##### EXERCISE MATERIAL #####

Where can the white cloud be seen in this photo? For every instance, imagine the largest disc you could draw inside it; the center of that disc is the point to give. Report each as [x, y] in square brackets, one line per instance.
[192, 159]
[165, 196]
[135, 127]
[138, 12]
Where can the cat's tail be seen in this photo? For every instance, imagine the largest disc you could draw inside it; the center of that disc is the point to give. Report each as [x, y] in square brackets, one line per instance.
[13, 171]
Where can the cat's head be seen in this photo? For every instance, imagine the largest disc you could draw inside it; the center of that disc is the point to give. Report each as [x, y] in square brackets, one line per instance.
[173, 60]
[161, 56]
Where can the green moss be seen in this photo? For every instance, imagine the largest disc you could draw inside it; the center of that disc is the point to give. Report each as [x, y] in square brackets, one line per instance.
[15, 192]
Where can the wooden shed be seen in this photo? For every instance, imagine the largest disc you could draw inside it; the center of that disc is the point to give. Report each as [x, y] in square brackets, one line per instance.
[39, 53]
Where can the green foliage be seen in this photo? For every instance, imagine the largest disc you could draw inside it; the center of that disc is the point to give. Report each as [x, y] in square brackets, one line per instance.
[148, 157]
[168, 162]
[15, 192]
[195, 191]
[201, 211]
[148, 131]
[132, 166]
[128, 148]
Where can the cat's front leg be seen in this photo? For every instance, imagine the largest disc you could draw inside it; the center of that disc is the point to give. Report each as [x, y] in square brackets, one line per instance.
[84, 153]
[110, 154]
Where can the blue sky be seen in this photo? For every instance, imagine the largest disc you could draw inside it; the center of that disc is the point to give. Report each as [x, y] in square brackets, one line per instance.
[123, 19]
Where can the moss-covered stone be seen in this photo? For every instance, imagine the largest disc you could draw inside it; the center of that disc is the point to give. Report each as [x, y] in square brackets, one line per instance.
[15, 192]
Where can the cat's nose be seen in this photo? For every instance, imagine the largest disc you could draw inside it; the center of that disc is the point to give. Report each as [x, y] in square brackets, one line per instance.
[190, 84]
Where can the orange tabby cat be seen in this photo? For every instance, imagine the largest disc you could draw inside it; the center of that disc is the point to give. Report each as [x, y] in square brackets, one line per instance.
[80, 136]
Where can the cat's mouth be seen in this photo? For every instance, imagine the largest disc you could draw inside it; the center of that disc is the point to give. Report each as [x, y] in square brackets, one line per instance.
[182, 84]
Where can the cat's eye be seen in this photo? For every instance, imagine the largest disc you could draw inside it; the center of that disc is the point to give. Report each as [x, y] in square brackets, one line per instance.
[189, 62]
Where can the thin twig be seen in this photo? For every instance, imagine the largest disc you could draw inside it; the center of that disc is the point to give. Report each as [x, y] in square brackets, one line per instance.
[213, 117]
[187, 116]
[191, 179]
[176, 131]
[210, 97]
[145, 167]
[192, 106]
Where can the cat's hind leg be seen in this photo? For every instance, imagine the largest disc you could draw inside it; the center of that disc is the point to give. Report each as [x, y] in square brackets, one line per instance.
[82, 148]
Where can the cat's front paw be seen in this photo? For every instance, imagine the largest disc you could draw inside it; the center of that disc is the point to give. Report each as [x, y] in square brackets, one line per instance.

#####
##### EXERCISE MATERIAL #####

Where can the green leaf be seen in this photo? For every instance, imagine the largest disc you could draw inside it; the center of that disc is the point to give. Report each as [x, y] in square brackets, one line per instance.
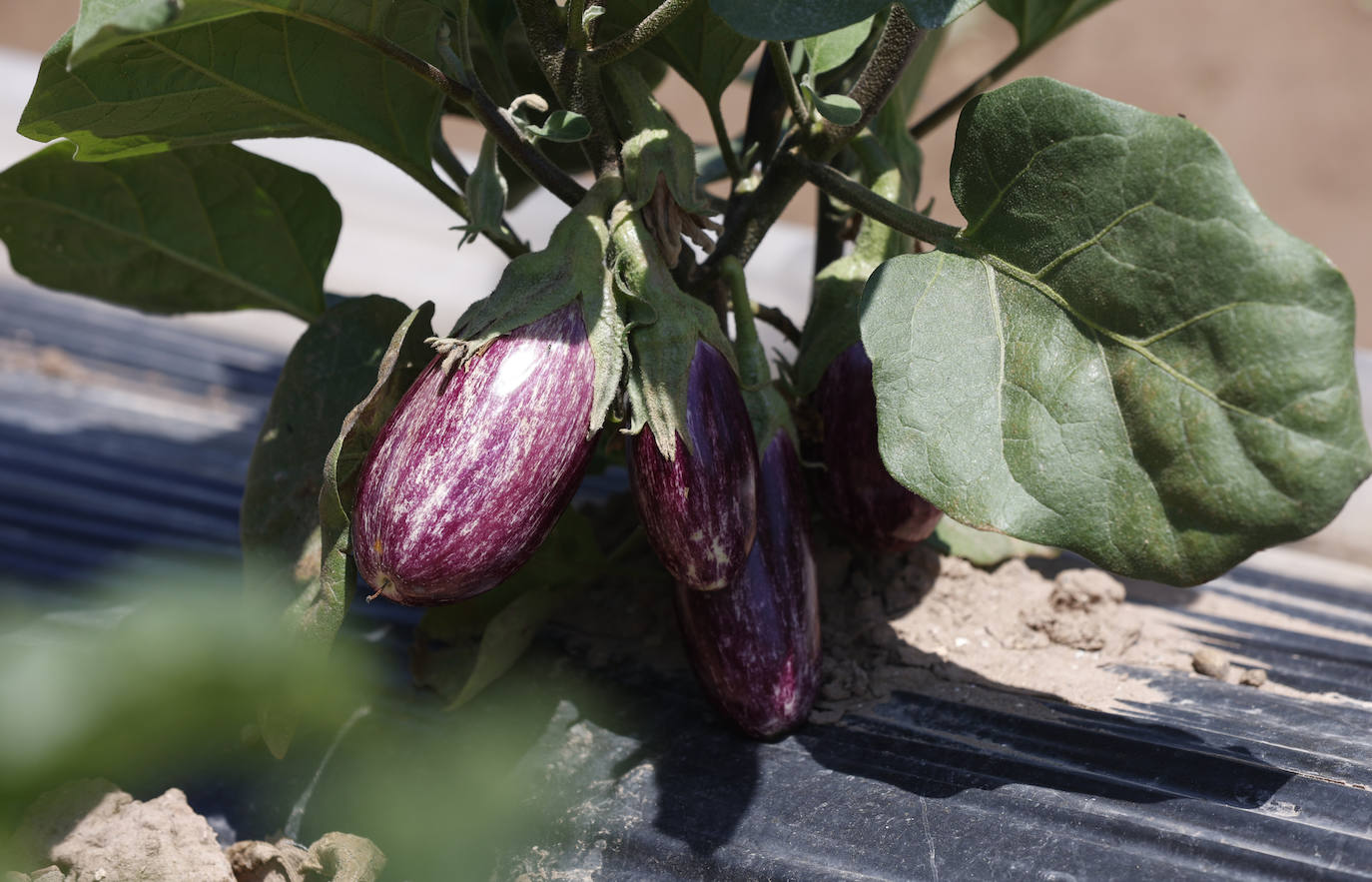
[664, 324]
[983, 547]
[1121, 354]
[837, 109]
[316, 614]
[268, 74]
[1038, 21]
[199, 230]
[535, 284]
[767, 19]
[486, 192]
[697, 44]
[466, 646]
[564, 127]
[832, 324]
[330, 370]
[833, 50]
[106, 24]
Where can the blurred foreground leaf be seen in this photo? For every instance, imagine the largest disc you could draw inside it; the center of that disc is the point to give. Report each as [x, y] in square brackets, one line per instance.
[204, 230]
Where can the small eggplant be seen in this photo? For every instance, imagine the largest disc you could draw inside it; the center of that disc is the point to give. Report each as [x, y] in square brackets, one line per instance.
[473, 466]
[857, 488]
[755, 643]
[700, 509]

#####

Reproduce word for word the lines from the line with "Where can the orange" to the line with "Where can the cat's front paw", both included.

SOLUTION FOR THIS PROBLEM:
Where can the orange tabby cat be seen in this photo? For every instance, imagine the largest disc you could draw inside it; the center of that disc is the point to give. Report each as [x, y] in square brackets, one line per instance.
[80, 136]
Where can the cat's mouth be seen in this photo? For every instance, imagine the largest disc you could draw inside it; the center of that disc is the point to give. Report each as [x, y] in square brackets, one line per instance.
[182, 84]
Where can the cat's eye be seen in this photo? For every instance, imagine the largest disc you could draw inside it; the center of that disc is the point to give. Report each as [x, y] in square brackets, one line per instance.
[189, 62]
Where can the thin twig be seen in this photo? For every instance, imagine the largest disc you could draw inside it; the center of that disc is the point to give. Report each as [x, y] in square brackets, one line per instance.
[213, 117]
[187, 116]
[191, 179]
[176, 131]
[210, 97]
[145, 167]
[192, 106]
Where can the cat's hind leg be seen in this photo? For every instance, imagine the largest disc you could draw inside it; the center of that disc is the point to give. Report each as [x, y] in square brackets, one line per instance.
[82, 148]
Where can the cat's front paw be seen in this photo? For every instance, imagine the largest disc you could draw inside it; the center of that disc is the point to give. Report each as [x, y] in square brackets, one line per instance.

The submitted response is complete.